■ **TASK BRIEF**
Every record should be written out exactly, please.
# # # # # # #
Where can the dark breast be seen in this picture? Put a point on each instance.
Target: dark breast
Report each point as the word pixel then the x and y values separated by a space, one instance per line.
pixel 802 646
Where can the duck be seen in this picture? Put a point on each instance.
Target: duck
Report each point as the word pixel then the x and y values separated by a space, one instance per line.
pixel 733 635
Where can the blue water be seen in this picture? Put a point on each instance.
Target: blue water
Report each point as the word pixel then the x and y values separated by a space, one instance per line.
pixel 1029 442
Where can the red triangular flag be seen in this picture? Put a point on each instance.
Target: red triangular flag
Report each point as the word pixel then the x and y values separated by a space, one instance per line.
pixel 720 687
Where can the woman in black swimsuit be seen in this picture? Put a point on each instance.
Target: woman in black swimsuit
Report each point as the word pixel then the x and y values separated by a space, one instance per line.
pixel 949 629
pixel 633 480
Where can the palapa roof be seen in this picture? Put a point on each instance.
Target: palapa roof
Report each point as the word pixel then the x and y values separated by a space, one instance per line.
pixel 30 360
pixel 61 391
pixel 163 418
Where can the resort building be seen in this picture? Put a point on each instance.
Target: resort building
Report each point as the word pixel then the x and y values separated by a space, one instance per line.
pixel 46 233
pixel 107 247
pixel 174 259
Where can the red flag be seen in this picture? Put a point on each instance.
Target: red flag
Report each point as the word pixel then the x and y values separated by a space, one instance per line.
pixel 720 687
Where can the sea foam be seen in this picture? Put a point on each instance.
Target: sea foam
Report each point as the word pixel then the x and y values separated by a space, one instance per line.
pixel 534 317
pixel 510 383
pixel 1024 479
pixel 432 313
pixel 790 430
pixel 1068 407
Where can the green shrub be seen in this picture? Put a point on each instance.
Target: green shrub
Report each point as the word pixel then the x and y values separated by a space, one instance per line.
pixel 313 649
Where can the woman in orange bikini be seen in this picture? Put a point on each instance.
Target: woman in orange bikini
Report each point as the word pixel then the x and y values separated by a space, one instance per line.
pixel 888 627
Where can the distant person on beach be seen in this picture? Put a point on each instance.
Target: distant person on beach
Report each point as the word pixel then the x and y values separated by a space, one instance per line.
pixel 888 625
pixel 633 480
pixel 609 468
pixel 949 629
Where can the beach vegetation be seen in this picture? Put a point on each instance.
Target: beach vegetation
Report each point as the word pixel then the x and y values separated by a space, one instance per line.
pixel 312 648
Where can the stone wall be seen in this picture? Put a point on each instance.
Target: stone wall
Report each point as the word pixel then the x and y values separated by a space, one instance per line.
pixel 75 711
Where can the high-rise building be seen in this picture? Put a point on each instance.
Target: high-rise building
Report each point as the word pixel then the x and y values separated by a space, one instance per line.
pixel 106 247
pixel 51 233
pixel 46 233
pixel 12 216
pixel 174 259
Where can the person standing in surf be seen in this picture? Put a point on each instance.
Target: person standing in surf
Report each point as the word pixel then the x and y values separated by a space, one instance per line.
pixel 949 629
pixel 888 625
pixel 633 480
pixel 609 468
# # # # # # #
■ **ANSWER TO THE TASK**
Where can the dark breast be seen in this picture? Put a point on each instance.
Target: dark breast
Report each point as the word pixel then the x and y values separated by a space, one instance per line.
pixel 802 646
Where can the duck be seen in this picture? Put a point on each instance.
Target: duck
Report each point as the word pixel then the x and y values separated by a space, one instance per line.
pixel 733 635
Where can the blue water be seen in this picture? Put a point on each instance.
Target: blue water
Report each point as the word pixel then the x and y values separated by a space, one instance per line.
pixel 1029 442
Where can the red triangular flag be seen in this picture? Put a point on each instance.
Target: red triangular flag
Report each point as the word pixel then the x and y values separated by a space, one instance per line.
pixel 720 687
Where can the woman in black swimsuit be seen in this picture? Put a point on each instance.
Target: woman in black swimsuit
Report each point as the word pixel then the x and y values separated by a space, one instance per line.
pixel 949 629
pixel 633 480
Where can the palapa roof be seen in this picture? Put a point on each instance.
Target: palapa roof
Report each point as the word pixel then the x and y values separated by a space, one instance per line.
pixel 30 360
pixel 61 391
pixel 163 418
Where can the resort building be seen in this picture? Put a point on each instance.
Target: resort building
Report each point as the word pixel then the x and y values separated by a space, one instance per line.
pixel 46 233
pixel 107 247
pixel 174 259
Where can the red flag be seen in this picture? Put a point on each instance.
Target: red flag
Report each point as the word pixel then the x and y values separated by a space, one instance per line.
pixel 720 687
Where can the sea foam be seen in this picture? Put a point on each instance.
Target: sea foam
Report each point as the word pixel then the x and y values separated by a space, one instance per line.
pixel 534 317
pixel 510 383
pixel 1024 479
pixel 432 313
pixel 790 430
pixel 1068 407
Where can the green shrub be seen in this picture? Put a point on each instance.
Target: green shrub
Report each point as the word pixel then the x and y values separated by a space, one instance per line.
pixel 313 649
Where can the woman in orange bikini be seen in this picture? Put a point on each instance.
Target: woman in orange bikini
Report each point as the word pixel then the x and y values separated by a space, one instance per line.
pixel 888 627
Where can the distant person on beach be seen in this picture? Put a point on each instance.
Target: distant person on beach
Report each point as the word pixel then the x and y values separated by a space, one instance per line.
pixel 888 625
pixel 633 480
pixel 609 468
pixel 949 629
Where can the beach vegetation be seen in this picture? Put a point on each instance.
Target: beach vegetation
Report each point as the word pixel then the x and y values separated by a space, one instance per line.
pixel 312 648
Where can the stone wall be seen in this picture? Put a point on each instance.
Target: stone wall
Report each point as the word pixel then the x and y values separated by a space, one instance per line.
pixel 75 711
Where can the high-rise building be seen in this picture? Put a point on each instance.
Target: high-rise building
Report each point as the word pixel then the x and y values separated by a space, one instance per line.
pixel 106 247
pixel 51 233
pixel 46 233
pixel 12 216
pixel 174 259
Where can the person standing in surf be seen in this picture? Put a point on each instance.
Target: person standing in surf
Report each point as the word pixel then the x and y values separated by a space, one instance per line.
pixel 949 629
pixel 888 625
pixel 633 480
pixel 609 468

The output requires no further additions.